§ EXERCISE REQUIREMENTS:
Give every line of the data below as a numbered list, leaving out any blank lines.

§ EXCERPTED RECORDS:
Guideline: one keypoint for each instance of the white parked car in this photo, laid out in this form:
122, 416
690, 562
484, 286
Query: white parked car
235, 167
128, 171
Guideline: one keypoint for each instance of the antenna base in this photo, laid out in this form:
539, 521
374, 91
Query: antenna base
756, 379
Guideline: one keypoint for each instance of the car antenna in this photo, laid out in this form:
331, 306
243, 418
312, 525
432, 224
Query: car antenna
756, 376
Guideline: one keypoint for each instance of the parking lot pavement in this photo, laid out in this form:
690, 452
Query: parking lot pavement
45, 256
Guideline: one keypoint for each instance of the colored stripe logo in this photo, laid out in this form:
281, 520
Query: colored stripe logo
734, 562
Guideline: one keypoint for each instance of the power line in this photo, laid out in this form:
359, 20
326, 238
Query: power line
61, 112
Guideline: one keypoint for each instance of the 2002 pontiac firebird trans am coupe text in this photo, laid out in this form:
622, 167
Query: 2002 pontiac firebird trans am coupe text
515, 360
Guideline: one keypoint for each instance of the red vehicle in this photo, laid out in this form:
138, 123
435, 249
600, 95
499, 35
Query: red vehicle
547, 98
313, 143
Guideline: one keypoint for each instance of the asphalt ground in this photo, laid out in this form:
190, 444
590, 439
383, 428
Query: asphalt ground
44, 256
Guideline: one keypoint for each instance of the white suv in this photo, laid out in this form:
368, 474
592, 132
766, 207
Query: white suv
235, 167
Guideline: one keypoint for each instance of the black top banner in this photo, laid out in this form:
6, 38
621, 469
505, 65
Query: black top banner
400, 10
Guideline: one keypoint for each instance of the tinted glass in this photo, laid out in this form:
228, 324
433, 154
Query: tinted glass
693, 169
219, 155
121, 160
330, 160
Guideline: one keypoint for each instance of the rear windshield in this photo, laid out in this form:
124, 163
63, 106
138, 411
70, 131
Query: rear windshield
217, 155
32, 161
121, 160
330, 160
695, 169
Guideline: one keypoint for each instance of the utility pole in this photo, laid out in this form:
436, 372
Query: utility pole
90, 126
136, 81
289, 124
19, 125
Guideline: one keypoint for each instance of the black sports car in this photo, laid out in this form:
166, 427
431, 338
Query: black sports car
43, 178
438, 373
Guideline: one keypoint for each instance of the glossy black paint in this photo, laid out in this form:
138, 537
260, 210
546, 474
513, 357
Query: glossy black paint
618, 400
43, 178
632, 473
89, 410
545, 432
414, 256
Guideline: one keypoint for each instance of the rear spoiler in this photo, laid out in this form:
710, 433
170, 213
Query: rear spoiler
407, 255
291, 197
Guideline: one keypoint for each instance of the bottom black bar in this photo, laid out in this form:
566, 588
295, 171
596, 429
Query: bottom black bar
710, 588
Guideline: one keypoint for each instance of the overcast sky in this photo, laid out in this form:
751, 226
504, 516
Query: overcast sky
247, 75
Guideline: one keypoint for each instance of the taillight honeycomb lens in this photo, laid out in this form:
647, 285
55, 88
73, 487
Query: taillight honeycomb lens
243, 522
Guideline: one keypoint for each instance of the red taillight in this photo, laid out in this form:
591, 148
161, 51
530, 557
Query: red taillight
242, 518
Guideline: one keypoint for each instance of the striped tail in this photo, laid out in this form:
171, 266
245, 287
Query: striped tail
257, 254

§ WRITTEN ANSWER:
1. Guideline: one keypoint for each instance of the white parked car in this photo, laid out in this form:
2. 122, 416
3. 690, 562
4. 484, 286
5. Query: white parked car
6. 235, 167
7. 128, 171
8. Guideline: one keypoint for each instance of the antenna base in this photo, laid out in this form:
9. 539, 521
10. 374, 91
11. Query: antenna base
12. 756, 379
13. Guideline: one keypoint for each instance of the car antenna in this photo, laid out in this form:
14. 331, 306
15. 243, 418
16. 312, 525
17. 432, 224
18. Query: car antenna
19. 756, 376
20. Guideline: one keypoint for each instance of the parking lot pavement in this photo, laid out in this form:
21. 690, 452
22. Query: parking lot pavement
23. 45, 256
24. Guideline: one keypoint for each instance of the colored stripe logo in this photo, laid out in this form:
25. 281, 520
26. Query: colored stripe logo
27. 734, 562
28. Guideline: one keypoint for each instance of the power line in this photo, laid out in this form:
29. 359, 20
30. 326, 238
31. Query: power line
32. 61, 112
33. Guideline: one keypoint for each instance of the 2002 pontiac firebird trans am coupe text in this photo, laid out in this form:
34. 622, 167
35. Query: 2002 pontiac firebird trans am coupe text
36. 515, 360
37. Guideline: one keypoint for each instance of the red vehicle in this photo, laid out in this form:
38. 138, 123
39. 435, 249
40. 600, 95
41. 499, 35
42. Query: red vehicle
43. 547, 98
44. 313, 143
45. Guideline: one keypoint for each instance of the asphalt ground in this photo, laid out in this form:
46. 190, 444
47. 590, 439
48. 383, 428
49. Query: asphalt ground
50. 44, 256
51. Guideline: one keypoint for each instance of the white suv in this photo, laid out in this form:
52. 368, 474
53. 592, 132
54. 766, 207
55. Query: white suv
56. 235, 167
57. Guideline: one keypoint for each instance of the black top banner in this photo, laid out in this form:
58. 6, 38
59. 621, 469
60. 505, 65
61. Query: black top banner
62. 400, 10
63. Guideline: one keypoint for each instance of the tinted glass in this photo, laid out in this form:
64. 228, 324
65. 433, 154
66. Query: tinted glass
67. 693, 169
68. 219, 155
69. 121, 160
70. 330, 160
71. Guideline: one keypoint for each instance of the rear windshield in this photo, laid out in this form:
72. 124, 163
73. 63, 106
74. 138, 411
75. 70, 131
76. Query: rear windshield
77. 217, 155
78. 32, 161
79. 121, 160
80. 330, 160
81. 695, 169
82. Guideline: one keypoint for each instance of the utility pole in this photo, laid out in this form:
83. 436, 372
84. Query: utility pole
85. 90, 126
86. 136, 81
87. 289, 124
88. 19, 125
89. Guideline: one keypoint for each instance of the black sports car in this photo, laid out in this form:
90. 166, 427
91. 431, 338
92. Query: black sports car
93. 43, 178
94. 438, 373
95. Guideline: one keypoint for each instance of the glossy black paint in this photo, laid out in this form:
96. 138, 537
97. 260, 210
98. 546, 474
99. 513, 357
100. Query: glossy black paint
101. 618, 400
102. 43, 178
103. 632, 473
104. 89, 410
105. 545, 432
106. 414, 256
107. Guideline: one keypoint for each instance of the rear spoiler in this photo, laid out in this form:
108. 710, 433
109. 170, 213
110. Query: rear spoiler
111. 407, 255
112. 291, 197
113. Guideline: one keypoint for each instance of the bottom black bar in this photo, laid out in this form:
114. 566, 588
115. 295, 171
116. 596, 429
117. Query: bottom black bar
118. 710, 588
119. Guideline: one keypoint for each instance of the overcast sky in this photo, laid out in this form:
120. 751, 226
121. 504, 516
122. Query: overcast sky
123. 247, 75
124. Guideline: one keypoint for each instance of the taillight honeycomb lens in this photo, laid out in this form:
125. 647, 285
126. 55, 88
127. 73, 487
128. Query: taillight honeycomb lens
129. 243, 522
130. Guideline: one keypoint for each instance of the red taillight in this photo, laid out in this form:
131. 591, 148
132. 161, 51
133. 530, 557
134. Query: red taillight
135. 242, 518
136. Guideline: one keypoint for each instance of the striped tail in this photo, laid out in this form:
137. 171, 266
138. 245, 287
139. Query: striped tail
140. 257, 254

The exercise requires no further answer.